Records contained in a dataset
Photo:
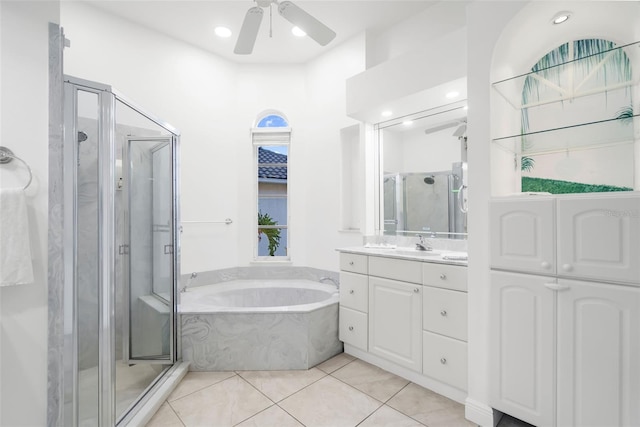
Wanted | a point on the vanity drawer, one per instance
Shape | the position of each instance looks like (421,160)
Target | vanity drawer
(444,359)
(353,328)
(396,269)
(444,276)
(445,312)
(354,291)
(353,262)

* * *

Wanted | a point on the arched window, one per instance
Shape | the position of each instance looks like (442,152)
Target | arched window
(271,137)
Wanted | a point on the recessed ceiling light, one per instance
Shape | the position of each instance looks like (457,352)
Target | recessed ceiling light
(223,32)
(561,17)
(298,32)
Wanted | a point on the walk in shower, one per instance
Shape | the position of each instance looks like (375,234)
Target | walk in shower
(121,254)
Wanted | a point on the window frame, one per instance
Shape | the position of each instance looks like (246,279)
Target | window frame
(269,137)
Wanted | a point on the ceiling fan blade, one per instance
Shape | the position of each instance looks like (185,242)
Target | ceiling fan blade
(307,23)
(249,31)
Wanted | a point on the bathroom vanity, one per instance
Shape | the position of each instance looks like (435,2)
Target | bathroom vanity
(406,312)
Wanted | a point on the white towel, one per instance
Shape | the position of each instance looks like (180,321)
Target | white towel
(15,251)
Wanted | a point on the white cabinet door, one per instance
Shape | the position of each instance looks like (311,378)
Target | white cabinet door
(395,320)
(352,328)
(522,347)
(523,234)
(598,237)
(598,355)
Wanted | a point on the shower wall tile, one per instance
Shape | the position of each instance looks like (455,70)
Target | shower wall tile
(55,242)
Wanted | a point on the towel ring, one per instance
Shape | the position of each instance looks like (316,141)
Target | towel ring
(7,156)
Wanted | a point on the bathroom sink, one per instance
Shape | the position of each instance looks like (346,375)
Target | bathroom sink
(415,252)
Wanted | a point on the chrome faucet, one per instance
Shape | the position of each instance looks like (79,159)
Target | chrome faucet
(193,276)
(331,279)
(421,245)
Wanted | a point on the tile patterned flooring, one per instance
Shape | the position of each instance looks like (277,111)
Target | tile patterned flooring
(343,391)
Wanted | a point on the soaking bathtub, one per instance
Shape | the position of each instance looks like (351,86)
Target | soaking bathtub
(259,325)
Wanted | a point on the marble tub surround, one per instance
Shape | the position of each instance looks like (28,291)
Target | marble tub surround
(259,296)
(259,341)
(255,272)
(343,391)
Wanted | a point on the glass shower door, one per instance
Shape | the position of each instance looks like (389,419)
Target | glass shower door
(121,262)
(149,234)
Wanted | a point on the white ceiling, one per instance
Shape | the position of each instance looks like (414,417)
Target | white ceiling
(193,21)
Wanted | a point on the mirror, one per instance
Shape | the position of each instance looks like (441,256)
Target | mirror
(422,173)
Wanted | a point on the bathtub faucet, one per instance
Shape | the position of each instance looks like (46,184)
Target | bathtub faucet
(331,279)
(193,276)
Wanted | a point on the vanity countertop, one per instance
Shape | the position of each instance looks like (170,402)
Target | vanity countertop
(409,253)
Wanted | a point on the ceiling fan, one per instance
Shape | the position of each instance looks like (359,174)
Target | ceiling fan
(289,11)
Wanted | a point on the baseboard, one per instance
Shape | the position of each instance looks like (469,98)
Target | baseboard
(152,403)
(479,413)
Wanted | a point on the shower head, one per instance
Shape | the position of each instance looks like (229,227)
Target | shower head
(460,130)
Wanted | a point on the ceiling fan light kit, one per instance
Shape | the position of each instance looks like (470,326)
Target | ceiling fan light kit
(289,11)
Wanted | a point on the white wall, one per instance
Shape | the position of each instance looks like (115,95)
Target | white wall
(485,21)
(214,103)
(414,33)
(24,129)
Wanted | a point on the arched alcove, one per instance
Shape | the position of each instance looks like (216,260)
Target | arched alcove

==

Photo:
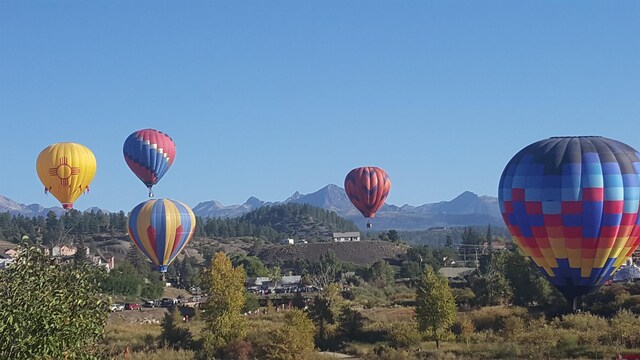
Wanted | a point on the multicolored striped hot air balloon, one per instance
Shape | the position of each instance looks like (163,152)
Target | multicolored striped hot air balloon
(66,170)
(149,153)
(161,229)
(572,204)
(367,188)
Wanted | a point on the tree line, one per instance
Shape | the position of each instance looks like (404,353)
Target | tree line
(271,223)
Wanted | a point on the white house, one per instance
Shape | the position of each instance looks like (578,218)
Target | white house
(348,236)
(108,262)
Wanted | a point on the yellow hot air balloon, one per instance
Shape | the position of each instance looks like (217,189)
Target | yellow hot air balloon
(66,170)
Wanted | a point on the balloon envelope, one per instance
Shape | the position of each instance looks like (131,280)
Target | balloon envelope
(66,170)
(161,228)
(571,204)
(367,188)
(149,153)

Work task — One stretch of the lines above is wanted, from the line that contains "Target | ceiling fan light kit" through the line that contains "Target | arched alcove". Output it exactly.

Response to the task —
Target | ceiling fan light kit
(289,11)
Wanted | a point on the white wall, one per instance
Shape | the position of each instance looks like (115,95)
Target | white wall
(485,21)
(214,103)
(414,33)
(24,129)
Wanted | a point on the arched alcove, one per instance
Shape | the position of each instance looks like (216,260)
Target | arched alcove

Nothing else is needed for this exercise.